§ **Items from a dataset**

--------------------------------

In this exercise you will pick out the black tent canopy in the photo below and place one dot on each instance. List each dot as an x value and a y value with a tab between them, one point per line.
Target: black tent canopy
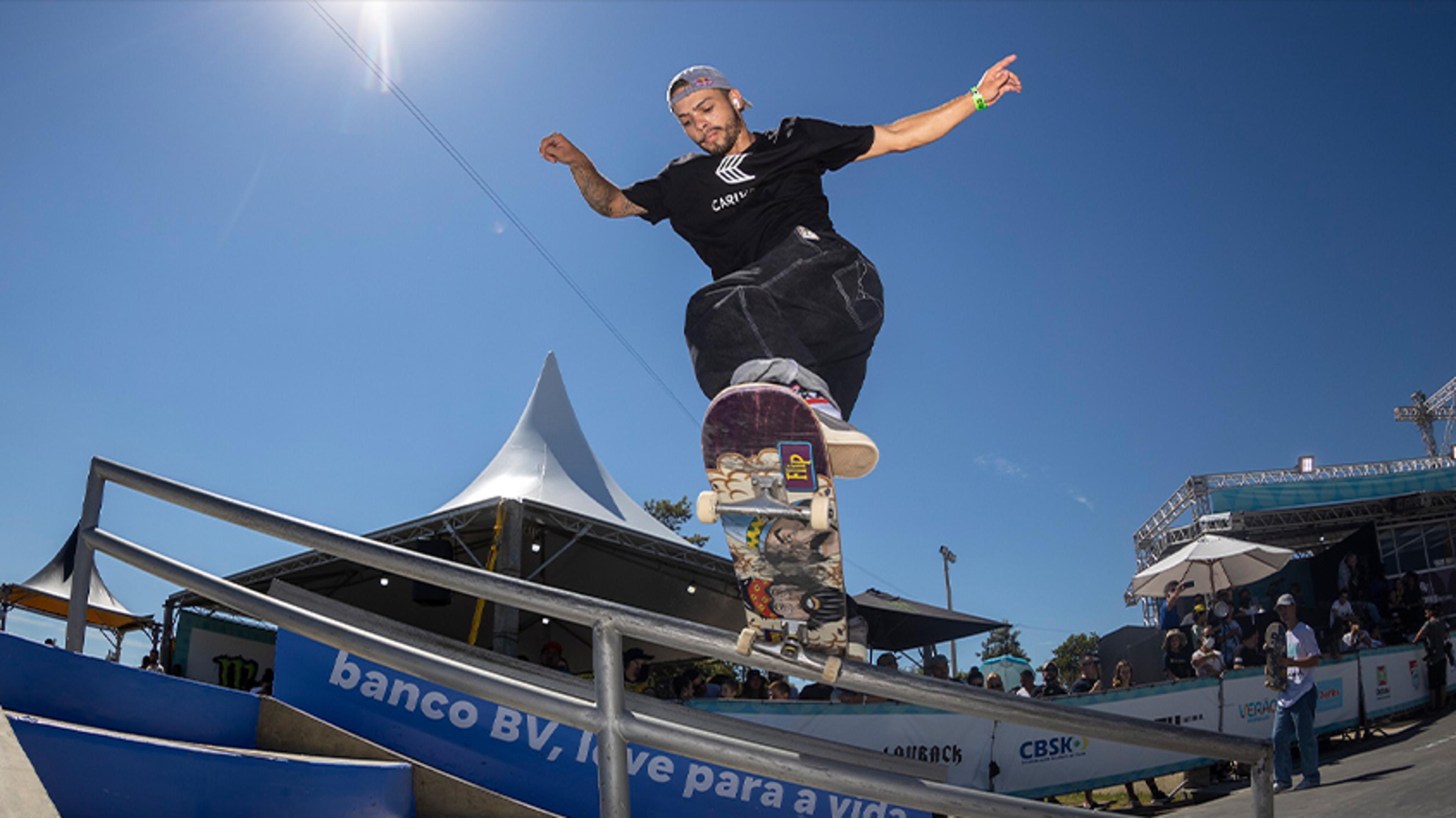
897	624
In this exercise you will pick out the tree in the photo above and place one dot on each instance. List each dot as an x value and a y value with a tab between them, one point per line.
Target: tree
673	516
1002	642
1069	654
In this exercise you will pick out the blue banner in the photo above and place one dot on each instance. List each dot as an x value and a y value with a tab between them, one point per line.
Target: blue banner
525	756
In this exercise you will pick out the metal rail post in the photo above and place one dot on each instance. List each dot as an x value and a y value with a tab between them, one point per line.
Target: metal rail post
1261	784
612	749
82	564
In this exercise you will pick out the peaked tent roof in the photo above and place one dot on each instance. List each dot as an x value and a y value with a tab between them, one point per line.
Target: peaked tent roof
548	461
50	593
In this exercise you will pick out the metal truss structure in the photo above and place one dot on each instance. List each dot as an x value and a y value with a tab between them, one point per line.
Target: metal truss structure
1426	411
1302	529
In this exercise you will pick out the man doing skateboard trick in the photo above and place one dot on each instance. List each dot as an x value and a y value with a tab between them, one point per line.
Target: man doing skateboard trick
791	302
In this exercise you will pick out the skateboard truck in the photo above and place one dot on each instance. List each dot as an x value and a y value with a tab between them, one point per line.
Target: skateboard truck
792	650
765	506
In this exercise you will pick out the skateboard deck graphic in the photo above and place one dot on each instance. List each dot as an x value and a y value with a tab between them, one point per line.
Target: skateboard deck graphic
1276	676
769	472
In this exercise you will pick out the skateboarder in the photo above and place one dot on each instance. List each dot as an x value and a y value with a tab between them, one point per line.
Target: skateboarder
791	302
1298	702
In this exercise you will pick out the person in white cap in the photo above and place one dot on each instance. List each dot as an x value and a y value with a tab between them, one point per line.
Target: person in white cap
791	302
1295	717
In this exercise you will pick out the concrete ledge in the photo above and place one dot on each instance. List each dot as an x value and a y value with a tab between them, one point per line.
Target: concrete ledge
25	795
437	794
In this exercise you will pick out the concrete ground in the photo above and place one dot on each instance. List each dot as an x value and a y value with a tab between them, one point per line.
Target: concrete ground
1409	771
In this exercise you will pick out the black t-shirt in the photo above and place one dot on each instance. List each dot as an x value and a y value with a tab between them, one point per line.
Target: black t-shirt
736	209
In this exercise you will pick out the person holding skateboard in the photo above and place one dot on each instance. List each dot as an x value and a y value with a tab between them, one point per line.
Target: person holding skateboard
1295	717
791	302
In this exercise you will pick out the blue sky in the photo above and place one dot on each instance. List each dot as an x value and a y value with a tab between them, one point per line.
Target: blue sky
1208	238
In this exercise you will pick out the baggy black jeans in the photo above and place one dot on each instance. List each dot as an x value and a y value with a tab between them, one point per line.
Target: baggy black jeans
814	299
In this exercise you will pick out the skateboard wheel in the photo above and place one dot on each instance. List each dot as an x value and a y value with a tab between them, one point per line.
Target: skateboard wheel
746	638
819	513
708	509
832	669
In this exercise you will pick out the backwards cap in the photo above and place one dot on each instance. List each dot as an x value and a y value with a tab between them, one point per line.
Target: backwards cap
700	78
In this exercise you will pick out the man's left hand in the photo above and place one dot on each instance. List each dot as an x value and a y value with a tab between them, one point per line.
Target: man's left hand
998	81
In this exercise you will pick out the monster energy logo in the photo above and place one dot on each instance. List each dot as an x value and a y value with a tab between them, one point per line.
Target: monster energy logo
237	673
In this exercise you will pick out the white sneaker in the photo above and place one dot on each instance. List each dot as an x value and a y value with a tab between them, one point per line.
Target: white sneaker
851	452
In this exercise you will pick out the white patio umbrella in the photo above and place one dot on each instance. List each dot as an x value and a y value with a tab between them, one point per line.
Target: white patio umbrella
1210	564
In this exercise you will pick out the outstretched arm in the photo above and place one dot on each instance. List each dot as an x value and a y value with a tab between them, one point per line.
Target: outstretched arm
599	191
929	126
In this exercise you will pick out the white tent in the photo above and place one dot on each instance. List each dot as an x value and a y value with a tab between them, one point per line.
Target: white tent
548	461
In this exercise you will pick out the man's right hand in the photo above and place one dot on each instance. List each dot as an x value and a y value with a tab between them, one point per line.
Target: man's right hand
603	197
558	149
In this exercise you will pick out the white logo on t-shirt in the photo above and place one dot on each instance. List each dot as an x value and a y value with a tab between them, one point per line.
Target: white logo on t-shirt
728	169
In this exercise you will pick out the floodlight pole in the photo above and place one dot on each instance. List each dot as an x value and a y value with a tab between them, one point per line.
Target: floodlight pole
947	558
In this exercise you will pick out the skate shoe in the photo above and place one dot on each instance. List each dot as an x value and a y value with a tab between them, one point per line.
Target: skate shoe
851	452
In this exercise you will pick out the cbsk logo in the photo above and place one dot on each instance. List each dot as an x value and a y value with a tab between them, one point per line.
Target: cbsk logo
728	169
1053	749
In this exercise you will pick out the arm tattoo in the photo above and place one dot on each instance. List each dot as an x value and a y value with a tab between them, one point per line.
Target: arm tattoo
603	197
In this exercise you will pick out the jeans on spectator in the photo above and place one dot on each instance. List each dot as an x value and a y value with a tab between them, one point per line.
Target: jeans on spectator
813	299
1296	721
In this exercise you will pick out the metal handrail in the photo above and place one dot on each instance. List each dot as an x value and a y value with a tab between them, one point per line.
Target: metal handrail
613	726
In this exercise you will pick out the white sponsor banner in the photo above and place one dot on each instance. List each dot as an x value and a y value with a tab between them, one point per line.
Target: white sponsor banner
959	741
1034	762
1250	705
1338	685
1392	679
223	653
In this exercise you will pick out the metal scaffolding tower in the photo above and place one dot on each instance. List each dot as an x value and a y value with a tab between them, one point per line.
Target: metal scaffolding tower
1426	411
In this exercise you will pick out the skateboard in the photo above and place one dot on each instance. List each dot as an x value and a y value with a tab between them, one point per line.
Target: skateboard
774	491
1276	676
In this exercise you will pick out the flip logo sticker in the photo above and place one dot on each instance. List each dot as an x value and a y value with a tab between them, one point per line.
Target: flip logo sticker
797	461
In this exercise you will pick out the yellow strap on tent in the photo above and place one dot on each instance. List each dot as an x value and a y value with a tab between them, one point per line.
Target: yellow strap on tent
490	565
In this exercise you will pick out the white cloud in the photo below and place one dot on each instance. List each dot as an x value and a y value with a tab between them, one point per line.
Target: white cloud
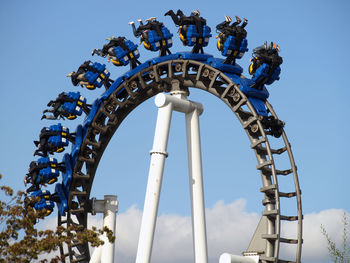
229	229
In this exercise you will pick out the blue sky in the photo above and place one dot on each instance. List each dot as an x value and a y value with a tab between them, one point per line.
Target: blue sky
42	41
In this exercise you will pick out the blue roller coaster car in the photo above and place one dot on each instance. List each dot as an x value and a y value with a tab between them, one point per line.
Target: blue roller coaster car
152	41
263	73
74	108
190	36
50	172
60	140
96	78
122	57
229	47
41	201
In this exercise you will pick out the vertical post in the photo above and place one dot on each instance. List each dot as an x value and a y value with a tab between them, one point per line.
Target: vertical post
109	208
155	175
196	186
109	219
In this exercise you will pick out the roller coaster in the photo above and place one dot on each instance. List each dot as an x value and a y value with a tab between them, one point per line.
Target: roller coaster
169	72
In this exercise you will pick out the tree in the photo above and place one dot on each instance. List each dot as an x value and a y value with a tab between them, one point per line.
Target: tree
20	241
341	255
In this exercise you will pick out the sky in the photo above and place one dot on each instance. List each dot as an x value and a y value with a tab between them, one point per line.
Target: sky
42	41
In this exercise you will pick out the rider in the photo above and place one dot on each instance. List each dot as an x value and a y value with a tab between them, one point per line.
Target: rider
53	139
41	172
80	77
66	105
128	49
232	39
199	23
154	35
265	66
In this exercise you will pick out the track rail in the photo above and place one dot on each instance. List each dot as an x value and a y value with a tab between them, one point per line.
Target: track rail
119	101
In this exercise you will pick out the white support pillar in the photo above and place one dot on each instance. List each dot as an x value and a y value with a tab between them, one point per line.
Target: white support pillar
228	258
155	175
166	105
109	208
196	186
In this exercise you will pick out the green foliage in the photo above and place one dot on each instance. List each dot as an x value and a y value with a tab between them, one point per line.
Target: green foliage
339	255
20	241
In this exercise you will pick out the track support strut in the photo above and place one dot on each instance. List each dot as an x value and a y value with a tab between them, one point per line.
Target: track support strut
167	104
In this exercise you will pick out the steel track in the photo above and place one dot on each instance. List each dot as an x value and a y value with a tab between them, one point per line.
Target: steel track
189	74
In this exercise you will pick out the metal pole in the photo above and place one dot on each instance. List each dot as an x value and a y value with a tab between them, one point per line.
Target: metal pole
166	105
109	208
228	258
109	219
196	186
155	175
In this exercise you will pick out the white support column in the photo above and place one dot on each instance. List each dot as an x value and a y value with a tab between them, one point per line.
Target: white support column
166	105
155	175
228	258
196	186
109	208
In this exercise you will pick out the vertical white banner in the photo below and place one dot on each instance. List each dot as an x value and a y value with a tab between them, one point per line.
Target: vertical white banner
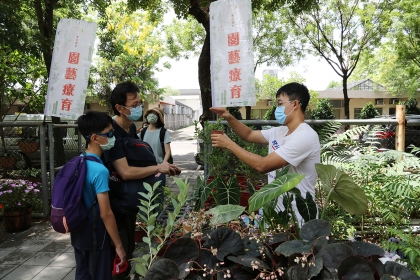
232	57
70	66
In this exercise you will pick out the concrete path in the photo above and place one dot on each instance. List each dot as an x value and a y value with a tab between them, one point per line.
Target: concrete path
41	253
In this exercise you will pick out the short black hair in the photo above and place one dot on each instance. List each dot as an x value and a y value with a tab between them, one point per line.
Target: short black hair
120	92
296	91
93	122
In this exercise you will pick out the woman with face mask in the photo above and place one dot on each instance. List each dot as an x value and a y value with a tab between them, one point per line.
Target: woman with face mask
161	144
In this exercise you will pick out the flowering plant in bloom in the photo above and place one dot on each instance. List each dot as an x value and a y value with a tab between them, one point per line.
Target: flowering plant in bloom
16	194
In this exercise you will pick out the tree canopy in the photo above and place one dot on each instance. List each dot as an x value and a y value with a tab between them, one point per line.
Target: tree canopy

--------------------------------

§ **WHAT IS ASKED**
Return, word for word, each line from the line that contains "In this exercise you will pick out the woman" to the end of the listing above; include both end lines and nothing else.

§ **WRITTEN SOLUTION**
In this exercise you will pick out the woman with face mask in the photo above and place one dot on each instance. List each dot as an x value and a y value with a tab between them, one point per line.
Target: woman with face mask
161	144
In this exercise you will pick out the flowering plant in bloom in the photo above and place one dot on each instance. List each dot as an x value and a y value with a tab between them, one point per line.
Target: flowering plant in bloom
16	194
In this exercise you will pick out the tree canopy in the photo above and place one dot on each instance. List each dot as an x value and a y value with a tab between them, one point per line.
Target: tree canopy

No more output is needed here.